** WHAT TO WORK ON **
Write the data below as a JSON list of strings, with one string for each line and no strings for blank lines.

** EXCERPTED DATA **
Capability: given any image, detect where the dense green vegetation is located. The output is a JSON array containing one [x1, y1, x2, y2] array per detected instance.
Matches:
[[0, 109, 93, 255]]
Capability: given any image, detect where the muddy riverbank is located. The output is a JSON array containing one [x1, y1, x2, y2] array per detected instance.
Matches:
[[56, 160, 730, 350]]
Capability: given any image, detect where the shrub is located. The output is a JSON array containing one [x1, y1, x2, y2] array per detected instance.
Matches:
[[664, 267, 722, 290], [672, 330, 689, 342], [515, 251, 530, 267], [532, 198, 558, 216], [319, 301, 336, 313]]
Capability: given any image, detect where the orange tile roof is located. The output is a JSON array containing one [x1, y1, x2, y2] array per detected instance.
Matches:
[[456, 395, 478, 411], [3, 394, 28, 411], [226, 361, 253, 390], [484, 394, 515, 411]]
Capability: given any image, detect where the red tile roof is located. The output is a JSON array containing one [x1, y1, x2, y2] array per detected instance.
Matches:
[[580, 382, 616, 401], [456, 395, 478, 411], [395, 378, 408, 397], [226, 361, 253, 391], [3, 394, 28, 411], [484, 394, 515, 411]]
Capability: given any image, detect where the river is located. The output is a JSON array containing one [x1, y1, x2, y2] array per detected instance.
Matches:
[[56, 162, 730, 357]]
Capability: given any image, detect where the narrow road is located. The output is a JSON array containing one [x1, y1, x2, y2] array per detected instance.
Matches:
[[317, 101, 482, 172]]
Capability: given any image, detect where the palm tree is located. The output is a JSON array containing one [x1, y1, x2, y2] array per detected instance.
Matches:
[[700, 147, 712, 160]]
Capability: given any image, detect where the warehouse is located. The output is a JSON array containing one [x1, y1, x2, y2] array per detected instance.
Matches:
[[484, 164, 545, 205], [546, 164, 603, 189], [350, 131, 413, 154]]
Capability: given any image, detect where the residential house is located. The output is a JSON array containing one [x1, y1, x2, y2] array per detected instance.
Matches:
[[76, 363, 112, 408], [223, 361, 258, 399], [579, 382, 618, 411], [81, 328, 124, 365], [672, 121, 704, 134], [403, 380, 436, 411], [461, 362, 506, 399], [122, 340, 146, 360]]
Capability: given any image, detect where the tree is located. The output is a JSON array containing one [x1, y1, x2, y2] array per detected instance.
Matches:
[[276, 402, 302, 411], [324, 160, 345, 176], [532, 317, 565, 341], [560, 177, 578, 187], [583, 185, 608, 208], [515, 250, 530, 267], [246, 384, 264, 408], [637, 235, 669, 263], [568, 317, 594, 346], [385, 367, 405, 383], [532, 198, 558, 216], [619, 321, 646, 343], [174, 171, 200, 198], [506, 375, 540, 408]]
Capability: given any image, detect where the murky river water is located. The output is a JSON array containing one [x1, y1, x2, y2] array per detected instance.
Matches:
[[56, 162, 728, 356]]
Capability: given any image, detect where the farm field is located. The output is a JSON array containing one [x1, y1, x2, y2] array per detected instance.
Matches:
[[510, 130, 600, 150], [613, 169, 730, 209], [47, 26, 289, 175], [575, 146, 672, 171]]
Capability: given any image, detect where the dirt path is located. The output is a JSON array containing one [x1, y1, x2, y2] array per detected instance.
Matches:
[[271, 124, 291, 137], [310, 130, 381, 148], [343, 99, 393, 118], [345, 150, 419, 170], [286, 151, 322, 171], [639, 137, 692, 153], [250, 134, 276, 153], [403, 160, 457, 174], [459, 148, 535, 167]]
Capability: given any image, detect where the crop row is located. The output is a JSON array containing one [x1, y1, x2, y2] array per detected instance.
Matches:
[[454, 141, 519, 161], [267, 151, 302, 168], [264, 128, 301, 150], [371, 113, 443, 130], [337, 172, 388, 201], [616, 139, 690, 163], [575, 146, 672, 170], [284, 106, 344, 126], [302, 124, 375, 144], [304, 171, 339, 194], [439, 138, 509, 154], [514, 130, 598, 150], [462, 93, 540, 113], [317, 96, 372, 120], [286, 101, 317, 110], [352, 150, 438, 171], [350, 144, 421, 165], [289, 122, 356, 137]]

** ANSWER TO THE EXERCISE **
[
  "Capability: given any image, detect where the dense green vegetation is located. The output is a JSON array containing one [x1, y1, x2, y2] array per detected instance.",
  "Matches:",
  "[[0, 109, 93, 255]]",
  "Capability: given any image, detect where the muddy riverbank is located. The output is a JSON array containing one [x1, y1, x2, y2] array per detected instance.",
  "Matches:",
  "[[56, 160, 730, 350]]",
  "Capability: given any image, detect where the shrub is located. The output is a JSON array containing one [x1, y1, x2, y2] array per detected instance.",
  "Matches:",
  "[[664, 267, 722, 290], [672, 330, 689, 342], [515, 251, 530, 267], [532, 198, 558, 216], [319, 301, 336, 313]]",
  "Capability: given any image, detect where the orange tile roof is located. The output is a JSON array containing one [x1, y1, x2, y2] array per detected instance.",
  "Matches:",
  "[[456, 395, 478, 411], [3, 394, 28, 411], [226, 361, 253, 390], [484, 394, 515, 411]]",
  "Capability: given any image, detect where the red tile roof is located. The output is a JSON array containing one [x1, y1, x2, y2] array per detected instance.",
  "Matches:",
  "[[580, 382, 616, 401], [456, 395, 478, 411], [395, 378, 408, 397], [226, 361, 253, 391], [3, 394, 28, 411], [484, 394, 515, 411]]",
  "Capability: given any image, detect where the river is located. The output is a JSON array containing one [x1, y1, x2, y2] array per detected instance.",
  "Matches:",
  "[[56, 162, 730, 357]]",
  "Capability: given any image, detect where the narrow road is located. The output is a JSON array containing one [x1, y1, x2, y2] array per detected instance.",
  "Matches:",
  "[[317, 101, 482, 172]]",
  "Capability: given any image, detect where the palm tree is located. The output is a JSON array containing one [x1, y1, x2, y2] array per detected instance.",
  "Matches:",
  "[[700, 147, 712, 160]]",
  "Capability: given any image, detect where the warehouse is located. The output is a JSON array containing one [x1, y1, x2, y2] array per detected instance.",
  "Matches:",
  "[[484, 164, 545, 205], [546, 164, 603, 189], [350, 131, 413, 154]]",
  "Capability: given any image, detect where the residential house is located. The output is a JSON array containing one [x1, y1, x2, y2] array per detected instance.",
  "Matches:",
  "[[76, 363, 112, 408], [223, 361, 258, 399], [579, 382, 618, 411], [81, 328, 124, 365], [672, 121, 704, 134], [403, 380, 436, 411], [461, 362, 506, 399], [122, 340, 146, 360]]",
  "Capability: given any image, detect where the tree is located. The output is a JSON array containing one [x1, y1, x2, y2] array per detected instance.",
  "Matches:",
  "[[276, 402, 302, 411], [324, 160, 345, 176], [532, 317, 565, 341], [560, 177, 578, 187], [583, 185, 608, 208], [515, 250, 530, 267], [246, 384, 264, 408], [637, 235, 669, 263], [568, 317, 594, 346], [385, 367, 405, 383], [532, 198, 558, 216], [619, 321, 646, 343], [174, 171, 200, 198], [506, 375, 540, 408]]",
  "Capability: given any image, detect where the murky river water is located. The output is a JSON array containing one [x1, y1, x2, y2] array per detected instance.",
  "Matches:",
  "[[56, 162, 728, 356]]",
  "Capability: given any image, detect where the farm field is located. The output is a JSON array containing one [x1, y1, x2, y2] array per detected instance.",
  "Matches:",
  "[[510, 130, 600, 150], [613, 169, 730, 209], [47, 26, 289, 175], [575, 146, 672, 171]]",
  "Capability: given any image, detect where the dirt path is located. The output is a JSON array containing one [x1, y1, x2, y2] array per detected instance.",
  "Matches:",
  "[[271, 124, 291, 137], [310, 130, 381, 148], [343, 99, 393, 118], [345, 150, 419, 170], [286, 151, 322, 171], [639, 137, 692, 153], [250, 134, 276, 153], [403, 160, 457, 174], [459, 148, 535, 167]]",
  "Capability: given any image, detect where the crop row is located. The output is a JSON array containing one [x1, y1, x2, y2] array per detected instance.",
  "Matches:",
  "[[454, 141, 519, 161], [267, 151, 302, 168], [264, 128, 301, 150], [371, 113, 443, 130], [337, 172, 388, 201], [616, 139, 690, 163], [575, 146, 672, 170], [284, 106, 344, 126], [302, 124, 375, 144], [304, 171, 339, 194], [439, 138, 509, 154], [514, 130, 598, 150], [462, 93, 540, 113], [317, 96, 372, 120], [286, 101, 317, 110], [352, 150, 438, 171], [350, 144, 421, 165], [289, 122, 356, 137]]"
]